*Document excerpt*
______
Operation Helping Hand Assists Veterans, Their Families
131st Mobile Public Affairs Detachment
Story by Spc. John Higgins
Date: 04.16.2008
Posted: 04.16.2008 04:25
By Spc. John Higgins
131st Mobile Public Affairs Detachment
TAMPA, Fla.- There are many realities of war: deployments, time away from family, danger and injury.
When a service member is injured, their rehabilitation process is both a team effort and a family affair.
Operation Helping Hand, a Tampa-based volunteer organization and a donation-funded program, was created to assist that process, be part of that team and help those families. Helping Hand hosts monthly dinners, catered by a local restaurant, for the wounded service members and their families.
During these dinners, basic kits are distributed to families, which include dinner coupons, gas coupons and many other things needed to make their stay easier while their loved one is being treated at the James A. Haley Veterans Administration Medical Center in Tampa, Fla., where Helping Hand is primarily based.
Created in 2004, Helping Hand is the brainchild of retired Navy Capt. Bob Silah, who is also the committee chairman for the organization.
______
*Entries supplied*
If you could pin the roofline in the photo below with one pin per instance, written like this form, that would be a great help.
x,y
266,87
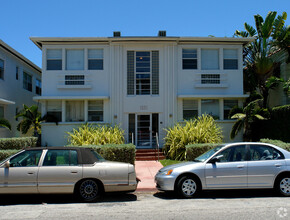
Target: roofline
x,y
39,41
19,56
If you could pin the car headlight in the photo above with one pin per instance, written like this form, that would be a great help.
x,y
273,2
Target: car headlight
x,y
167,172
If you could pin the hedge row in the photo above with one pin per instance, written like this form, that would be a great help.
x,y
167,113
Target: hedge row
x,y
17,143
7,153
115,152
195,150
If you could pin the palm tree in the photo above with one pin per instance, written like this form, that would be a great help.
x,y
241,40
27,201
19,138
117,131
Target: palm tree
x,y
270,36
245,119
5,123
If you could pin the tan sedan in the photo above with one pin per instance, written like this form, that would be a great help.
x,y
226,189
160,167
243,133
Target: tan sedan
x,y
64,170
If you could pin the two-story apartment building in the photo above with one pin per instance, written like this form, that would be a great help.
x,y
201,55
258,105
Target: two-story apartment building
x,y
20,81
144,84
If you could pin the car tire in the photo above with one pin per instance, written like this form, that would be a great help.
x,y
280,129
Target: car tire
x,y
188,187
89,190
282,185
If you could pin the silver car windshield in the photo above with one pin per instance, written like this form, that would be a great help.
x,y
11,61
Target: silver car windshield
x,y
208,154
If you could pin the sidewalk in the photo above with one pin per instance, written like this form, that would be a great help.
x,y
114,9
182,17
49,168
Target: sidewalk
x,y
146,171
______
*What to work on*
**a)** In the article on Operation Helping Hand, where is the organization primarily based?
**b)** Reproduce word for word everything in the Operation Helping Hand article from "Operation Helping Hand, a" down to "for the organization.".

*Task-by-task answers*
**a)** At the James A. Haley Veterans Administration Medical Center in Tampa, Fla.

**b)**
Operation Helping Hand, a Tampa-based volunteer organization and a donation-funded program, was created to assist that process, be part of that team and help those families. Helping Hand hosts monthly dinners, catered by a local restaurant, for the wounded service members and their families.
During these dinners, basic kits are distributed to families, which include dinner coupons, gas coupons and many other things needed to make their stay easier while their loved one is being treated at the James A. Haley Veterans Administration Medical Center in Tampa, Fla., where Helping Hand is primarily based.
Created in 2004, Helping Hand is the brainchild of retired Navy Capt. Bob Silah, who is also the committee chairman for the organization.